Between the lines holding "return mask of <item>green plant stalk</item>" and "196), (1299, 190)]", inclusive, swap "tuples" for "pairs" and give only those lines of the listing back with nothing else changed.
start Rows
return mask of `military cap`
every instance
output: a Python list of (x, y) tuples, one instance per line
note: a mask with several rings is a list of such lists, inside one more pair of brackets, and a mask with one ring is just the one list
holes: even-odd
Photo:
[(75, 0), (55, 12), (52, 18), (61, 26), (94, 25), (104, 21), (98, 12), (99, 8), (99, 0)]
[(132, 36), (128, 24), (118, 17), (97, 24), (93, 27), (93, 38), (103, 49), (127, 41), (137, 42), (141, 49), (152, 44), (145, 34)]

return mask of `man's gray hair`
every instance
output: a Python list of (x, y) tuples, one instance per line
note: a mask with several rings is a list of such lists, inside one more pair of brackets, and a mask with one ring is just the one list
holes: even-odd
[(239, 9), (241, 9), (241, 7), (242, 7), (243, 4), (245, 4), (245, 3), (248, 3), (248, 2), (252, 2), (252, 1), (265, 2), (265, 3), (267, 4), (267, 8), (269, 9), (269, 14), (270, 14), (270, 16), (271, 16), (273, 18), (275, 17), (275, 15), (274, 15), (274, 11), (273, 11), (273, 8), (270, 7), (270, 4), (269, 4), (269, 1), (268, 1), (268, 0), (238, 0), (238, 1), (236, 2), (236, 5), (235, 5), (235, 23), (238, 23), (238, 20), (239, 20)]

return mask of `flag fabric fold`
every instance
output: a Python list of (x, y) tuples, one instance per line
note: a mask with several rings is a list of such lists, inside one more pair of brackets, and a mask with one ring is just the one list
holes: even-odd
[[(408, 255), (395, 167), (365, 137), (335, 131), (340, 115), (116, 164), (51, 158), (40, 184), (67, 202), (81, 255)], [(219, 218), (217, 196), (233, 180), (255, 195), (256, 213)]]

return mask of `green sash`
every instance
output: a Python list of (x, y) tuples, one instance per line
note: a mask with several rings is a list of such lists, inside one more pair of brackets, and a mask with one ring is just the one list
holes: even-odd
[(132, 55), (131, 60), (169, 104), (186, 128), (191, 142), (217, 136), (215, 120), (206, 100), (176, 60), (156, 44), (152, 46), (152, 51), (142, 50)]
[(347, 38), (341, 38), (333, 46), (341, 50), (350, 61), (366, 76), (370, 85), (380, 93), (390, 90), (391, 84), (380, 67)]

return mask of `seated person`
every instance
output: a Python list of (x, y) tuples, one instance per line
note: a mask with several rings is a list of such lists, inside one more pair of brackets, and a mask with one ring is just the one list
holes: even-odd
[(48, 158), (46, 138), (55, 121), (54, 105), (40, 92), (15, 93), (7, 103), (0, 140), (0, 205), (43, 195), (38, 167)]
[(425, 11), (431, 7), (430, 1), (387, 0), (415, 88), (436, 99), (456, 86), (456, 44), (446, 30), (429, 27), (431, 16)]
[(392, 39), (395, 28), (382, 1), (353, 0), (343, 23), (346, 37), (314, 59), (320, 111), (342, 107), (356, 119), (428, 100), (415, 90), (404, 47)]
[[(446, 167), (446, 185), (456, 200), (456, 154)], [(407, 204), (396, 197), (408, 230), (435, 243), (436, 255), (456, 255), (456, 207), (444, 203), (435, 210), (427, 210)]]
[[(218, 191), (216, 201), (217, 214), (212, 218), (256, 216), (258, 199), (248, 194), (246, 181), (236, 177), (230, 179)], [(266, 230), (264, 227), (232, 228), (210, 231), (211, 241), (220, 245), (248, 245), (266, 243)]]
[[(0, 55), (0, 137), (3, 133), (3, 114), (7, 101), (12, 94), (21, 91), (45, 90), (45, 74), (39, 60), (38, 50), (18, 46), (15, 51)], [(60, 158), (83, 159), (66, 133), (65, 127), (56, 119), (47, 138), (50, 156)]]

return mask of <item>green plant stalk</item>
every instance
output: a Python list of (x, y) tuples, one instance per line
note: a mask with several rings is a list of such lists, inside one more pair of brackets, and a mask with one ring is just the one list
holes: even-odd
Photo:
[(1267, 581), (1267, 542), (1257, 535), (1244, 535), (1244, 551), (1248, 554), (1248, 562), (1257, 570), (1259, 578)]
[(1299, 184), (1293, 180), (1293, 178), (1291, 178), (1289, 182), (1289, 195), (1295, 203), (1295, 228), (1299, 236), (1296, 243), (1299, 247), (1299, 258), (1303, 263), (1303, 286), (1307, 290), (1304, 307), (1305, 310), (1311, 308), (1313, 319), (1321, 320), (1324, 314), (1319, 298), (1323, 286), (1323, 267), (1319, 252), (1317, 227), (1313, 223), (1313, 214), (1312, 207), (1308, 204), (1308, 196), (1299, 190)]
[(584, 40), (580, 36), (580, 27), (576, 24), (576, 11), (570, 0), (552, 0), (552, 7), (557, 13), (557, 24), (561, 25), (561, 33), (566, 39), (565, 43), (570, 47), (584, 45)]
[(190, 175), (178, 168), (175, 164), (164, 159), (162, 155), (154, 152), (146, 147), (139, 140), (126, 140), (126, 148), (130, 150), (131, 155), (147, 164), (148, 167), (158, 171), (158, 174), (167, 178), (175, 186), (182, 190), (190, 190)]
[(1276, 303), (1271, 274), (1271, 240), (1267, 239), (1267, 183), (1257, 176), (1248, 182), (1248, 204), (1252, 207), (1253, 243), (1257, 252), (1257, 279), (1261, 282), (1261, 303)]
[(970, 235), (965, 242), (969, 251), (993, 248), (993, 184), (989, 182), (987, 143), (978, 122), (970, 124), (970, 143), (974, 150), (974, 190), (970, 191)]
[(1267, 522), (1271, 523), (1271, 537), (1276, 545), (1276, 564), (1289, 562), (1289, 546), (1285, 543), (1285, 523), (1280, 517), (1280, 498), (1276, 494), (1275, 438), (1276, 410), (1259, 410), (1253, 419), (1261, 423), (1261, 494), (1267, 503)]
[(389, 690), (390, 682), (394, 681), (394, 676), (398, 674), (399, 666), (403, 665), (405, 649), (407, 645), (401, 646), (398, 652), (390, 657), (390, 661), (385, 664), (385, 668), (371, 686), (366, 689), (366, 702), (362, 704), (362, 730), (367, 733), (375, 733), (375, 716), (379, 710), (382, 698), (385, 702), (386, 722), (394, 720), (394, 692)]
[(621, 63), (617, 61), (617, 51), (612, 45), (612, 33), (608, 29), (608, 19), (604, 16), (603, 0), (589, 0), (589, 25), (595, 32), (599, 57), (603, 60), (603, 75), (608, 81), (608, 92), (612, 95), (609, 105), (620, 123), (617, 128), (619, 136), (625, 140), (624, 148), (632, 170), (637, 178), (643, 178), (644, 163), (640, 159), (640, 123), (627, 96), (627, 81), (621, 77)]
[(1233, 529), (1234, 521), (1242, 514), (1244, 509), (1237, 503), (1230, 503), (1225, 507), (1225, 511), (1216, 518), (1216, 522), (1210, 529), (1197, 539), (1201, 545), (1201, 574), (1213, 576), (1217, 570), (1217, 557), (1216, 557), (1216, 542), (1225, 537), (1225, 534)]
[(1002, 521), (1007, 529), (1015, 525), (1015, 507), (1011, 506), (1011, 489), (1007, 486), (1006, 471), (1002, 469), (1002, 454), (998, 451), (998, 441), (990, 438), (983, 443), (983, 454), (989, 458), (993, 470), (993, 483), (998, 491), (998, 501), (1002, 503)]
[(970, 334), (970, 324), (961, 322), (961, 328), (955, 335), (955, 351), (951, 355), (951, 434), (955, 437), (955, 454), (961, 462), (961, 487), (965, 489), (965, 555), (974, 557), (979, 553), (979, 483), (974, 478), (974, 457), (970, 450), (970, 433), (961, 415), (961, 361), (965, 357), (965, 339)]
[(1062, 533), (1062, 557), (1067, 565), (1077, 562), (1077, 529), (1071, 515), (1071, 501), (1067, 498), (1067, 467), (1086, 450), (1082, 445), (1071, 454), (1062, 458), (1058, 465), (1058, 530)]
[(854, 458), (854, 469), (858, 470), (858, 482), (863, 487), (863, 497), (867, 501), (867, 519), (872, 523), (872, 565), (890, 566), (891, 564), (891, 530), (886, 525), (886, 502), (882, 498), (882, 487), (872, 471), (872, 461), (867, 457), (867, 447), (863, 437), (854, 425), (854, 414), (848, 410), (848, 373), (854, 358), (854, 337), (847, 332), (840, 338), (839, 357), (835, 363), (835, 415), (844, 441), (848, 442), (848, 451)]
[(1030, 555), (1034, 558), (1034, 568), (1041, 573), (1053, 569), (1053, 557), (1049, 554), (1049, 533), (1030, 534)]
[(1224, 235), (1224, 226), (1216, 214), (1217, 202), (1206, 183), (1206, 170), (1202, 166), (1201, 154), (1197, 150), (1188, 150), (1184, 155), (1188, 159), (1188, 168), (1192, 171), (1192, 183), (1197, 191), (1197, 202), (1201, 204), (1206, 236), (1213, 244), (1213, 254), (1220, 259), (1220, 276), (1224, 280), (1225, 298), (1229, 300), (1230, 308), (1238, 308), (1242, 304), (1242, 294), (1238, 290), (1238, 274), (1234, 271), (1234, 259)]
end Rows
> Output of the task
return mask of <item>green plant stalk</item>
every instance
output: a Python list of (x, y) pairs, one instance per line
note: a mask with several rings is a list of such lists, inside one more pair of brackets, and a mask with one ring is just the one list
holes: even-odd
Photo:
[(1267, 581), (1267, 542), (1257, 535), (1244, 535), (1244, 551), (1248, 554), (1248, 562), (1257, 570), (1259, 578)]
[(1299, 184), (1293, 180), (1293, 178), (1291, 178), (1289, 182), (1289, 195), (1295, 203), (1295, 228), (1299, 236), (1296, 243), (1299, 247), (1299, 258), (1303, 263), (1303, 286), (1307, 290), (1304, 307), (1305, 310), (1311, 308), (1313, 319), (1321, 320), (1324, 314), (1319, 298), (1323, 286), (1323, 267), (1319, 252), (1317, 227), (1313, 223), (1313, 214), (1312, 207), (1308, 204), (1308, 196), (1299, 190)]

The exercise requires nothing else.